Exercise directions - Recast the data below as a two-column CSV with the headers prompt_text and answer_text, giving one row for each thing asked. Put its text and its answer each in a single quoted field with line breaks turned into spaces, and leave the pictures out.

Supplied records -
----
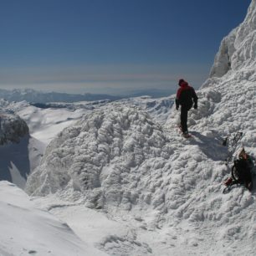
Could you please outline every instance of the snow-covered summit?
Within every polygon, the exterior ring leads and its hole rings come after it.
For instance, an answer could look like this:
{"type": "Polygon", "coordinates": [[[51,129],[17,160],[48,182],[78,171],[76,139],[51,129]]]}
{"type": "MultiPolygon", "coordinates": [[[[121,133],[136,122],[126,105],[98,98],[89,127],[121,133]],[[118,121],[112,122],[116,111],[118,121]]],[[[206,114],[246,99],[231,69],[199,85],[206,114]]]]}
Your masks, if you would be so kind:
{"type": "MultiPolygon", "coordinates": [[[[125,223],[126,235],[110,231],[100,243],[110,255],[253,255],[255,189],[222,193],[230,176],[222,142],[243,131],[243,146],[256,156],[255,3],[222,42],[212,74],[197,91],[198,110],[189,114],[192,138],[180,136],[172,99],[145,99],[140,108],[132,106],[135,100],[110,103],[58,135],[27,191],[125,223]]],[[[70,207],[47,203],[74,223],[70,207]]],[[[88,225],[74,228],[84,236],[88,225]]]]}
{"type": "Polygon", "coordinates": [[[82,192],[93,207],[148,203],[150,192],[141,189],[150,181],[138,180],[144,174],[159,175],[173,152],[167,142],[146,112],[117,103],[100,108],[49,144],[27,190],[35,195],[82,192]]]}
{"type": "MultiPolygon", "coordinates": [[[[210,78],[222,77],[228,71],[244,70],[245,79],[255,80],[256,1],[253,0],[244,21],[225,37],[216,55],[210,78]]],[[[206,83],[207,84],[208,82],[206,83]]]]}
{"type": "Polygon", "coordinates": [[[8,141],[18,142],[21,137],[29,133],[26,122],[18,115],[0,112],[0,145],[8,141]]]}

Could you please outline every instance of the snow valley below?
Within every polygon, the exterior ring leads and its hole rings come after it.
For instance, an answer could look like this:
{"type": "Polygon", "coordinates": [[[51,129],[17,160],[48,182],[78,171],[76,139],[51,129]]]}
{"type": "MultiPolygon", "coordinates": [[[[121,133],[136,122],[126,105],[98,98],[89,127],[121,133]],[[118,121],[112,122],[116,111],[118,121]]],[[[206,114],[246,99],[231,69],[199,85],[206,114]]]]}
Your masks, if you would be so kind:
{"type": "Polygon", "coordinates": [[[255,28],[253,0],[197,90],[189,139],[175,95],[1,100],[0,255],[254,255],[256,190],[223,193],[223,141],[243,132],[236,149],[256,156],[255,28]]]}

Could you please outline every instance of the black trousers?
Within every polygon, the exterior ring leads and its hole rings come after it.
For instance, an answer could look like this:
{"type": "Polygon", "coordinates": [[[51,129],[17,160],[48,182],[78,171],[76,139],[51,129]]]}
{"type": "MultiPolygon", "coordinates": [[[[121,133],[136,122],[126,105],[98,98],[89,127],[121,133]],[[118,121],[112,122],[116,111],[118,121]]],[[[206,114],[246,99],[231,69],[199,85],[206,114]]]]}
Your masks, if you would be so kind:
{"type": "Polygon", "coordinates": [[[181,109],[181,125],[182,131],[187,131],[187,112],[190,108],[182,105],[181,109]]]}

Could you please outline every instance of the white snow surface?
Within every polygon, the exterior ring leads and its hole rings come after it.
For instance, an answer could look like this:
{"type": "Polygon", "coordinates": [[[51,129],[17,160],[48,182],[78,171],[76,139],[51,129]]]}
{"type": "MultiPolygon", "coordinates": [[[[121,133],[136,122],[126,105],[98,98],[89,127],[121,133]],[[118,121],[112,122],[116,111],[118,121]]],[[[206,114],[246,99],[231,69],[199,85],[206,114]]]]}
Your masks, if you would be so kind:
{"type": "MultiPolygon", "coordinates": [[[[243,146],[256,156],[255,21],[253,0],[197,91],[198,110],[188,116],[192,138],[177,128],[173,95],[84,110],[69,125],[65,112],[59,132],[50,129],[54,139],[28,177],[32,202],[109,255],[254,255],[256,190],[238,186],[223,193],[230,166],[222,142],[243,131],[237,149],[243,146]]],[[[44,110],[33,111],[38,116],[44,110]]],[[[42,120],[54,111],[45,110],[42,120]]],[[[48,144],[44,123],[34,124],[34,134],[39,131],[48,144]]],[[[46,124],[58,127],[54,114],[44,123],[49,128],[46,124]]]]}
{"type": "Polygon", "coordinates": [[[0,255],[106,255],[82,242],[67,223],[38,208],[12,183],[0,182],[0,255]]]}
----
Exercise response -
prompt_text,answer_text
"Could you please outline every instance of the snow-covered summit? Within every polygon, the exterior ring leads and its hole rings come after it. For instance, an answer could look like this: {""type"": ""Polygon"", ""coordinates"": [[[51,129],[17,160],[48,182],[78,171],[76,139],[51,129]]]} {""type"": ""MultiPolygon"", ""coordinates"": [[[[121,133],[136,122],[126,105],[98,98],[89,127],[121,133]],[[118,121],[112,122],[116,111],[118,121]]],[[[206,114],[246,99],[231,69],[199,85],[206,114]]]]} Your masks, if you would be so kind:","{""type"": ""MultiPolygon"", ""coordinates"": [[[[125,223],[126,235],[110,231],[100,243],[110,255],[253,255],[255,189],[222,193],[230,176],[222,142],[243,131],[243,146],[256,156],[255,3],[222,42],[212,74],[197,91],[198,110],[189,114],[192,138],[180,136],[172,99],[145,99],[140,108],[132,106],[135,100],[110,103],[58,135],[27,191],[125,223]]],[[[70,207],[47,203],[74,223],[70,207]]],[[[88,225],[74,228],[84,236],[88,225]]]]} {""type"": ""Polygon"", ""coordinates"": [[[82,192],[93,207],[148,203],[150,192],[141,189],[150,181],[138,180],[144,174],[159,175],[173,152],[167,142],[146,112],[117,103],[100,108],[49,144],[27,190],[35,195],[82,192]]]} {""type"": ""MultiPolygon"", ""coordinates"": [[[[210,78],[222,77],[228,71],[244,70],[245,79],[255,80],[256,1],[253,0],[244,21],[225,37],[216,55],[210,78]]],[[[206,83],[207,84],[208,82],[206,83]]]]} {""type"": ""Polygon"", ""coordinates"": [[[8,141],[18,142],[21,137],[29,133],[26,122],[18,115],[0,112],[0,145],[8,141]]]}"
"Could you please outline every instance of the snow valley below? Within every polygon, the exterior ring leads and its hole rings come after it. For instance, an answer could look like this: {""type"": ""Polygon"", ""coordinates"": [[[51,129],[17,160],[48,182],[78,171],[76,139],[51,129]]]} {""type"": ""MultiPolygon"", ""coordinates"": [[[[121,133],[136,122],[126,105],[98,98],[89,127],[121,133]],[[118,121],[112,122],[116,111],[118,121]]],[[[206,114],[246,99],[231,69],[199,85],[206,114]]]]} Your masks, if you would be so kind:","{""type"": ""Polygon"", ""coordinates"": [[[255,28],[253,0],[197,90],[189,139],[175,95],[1,100],[0,255],[254,255],[256,190],[223,193],[223,141],[243,132],[236,149],[256,156],[255,28]]]}"
"Could you please outline every instance of the black trousers? Within every polygon, the exterior ring leads and its hole rings come after it. For instance, an answer could look like this: {""type"": ""Polygon"", ""coordinates"": [[[51,129],[17,160],[48,182],[78,171],[76,139],[51,129]]]} {""type"": ""MultiPolygon"", ""coordinates"": [[[[121,133],[136,122],[126,105],[98,98],[89,127],[121,133]],[[118,121],[112,122],[116,111],[118,121]]],[[[206,114],[246,99],[231,69],[199,85],[206,114]]]]} Your masks, if you would be so kind:","{""type"": ""Polygon"", ""coordinates"": [[[181,109],[181,125],[182,131],[187,131],[187,112],[190,108],[182,105],[181,109]]]}"
"Could you please outline every instance of the white snow surface? Within every polygon, the exterior ring leads and its hole rings come after it. For instance, an answer could look like this: {""type"": ""Polygon"", ""coordinates"": [[[51,129],[17,160],[48,182],[78,171],[76,139],[51,129]]]} {""type"": ""MultiPolygon"", ""coordinates"": [[[[121,133],[136,122],[126,105],[98,98],[89,127],[121,133]],[[118,121],[112,122],[116,111],[118,121]]],[[[206,114],[246,99],[231,69],[199,85],[206,114]]]]} Your masks, if you would be so kind:","{""type"": ""MultiPolygon"", ""coordinates"": [[[[243,146],[256,156],[255,21],[253,0],[197,91],[198,110],[188,116],[192,138],[177,128],[173,95],[84,110],[69,125],[65,112],[59,132],[50,129],[54,139],[28,177],[32,202],[109,255],[254,255],[256,190],[238,186],[223,193],[230,166],[222,142],[243,131],[237,149],[243,146]]],[[[44,110],[33,111],[38,116],[44,110]]],[[[42,120],[54,111],[45,110],[42,120]]],[[[48,144],[44,123],[34,124],[34,134],[39,131],[48,144]]],[[[46,124],[58,127],[54,114],[44,123],[49,128],[46,124]]]]} {""type"": ""Polygon"", ""coordinates"": [[[0,255],[106,255],[82,242],[67,223],[38,208],[12,183],[0,182],[0,255]]]}"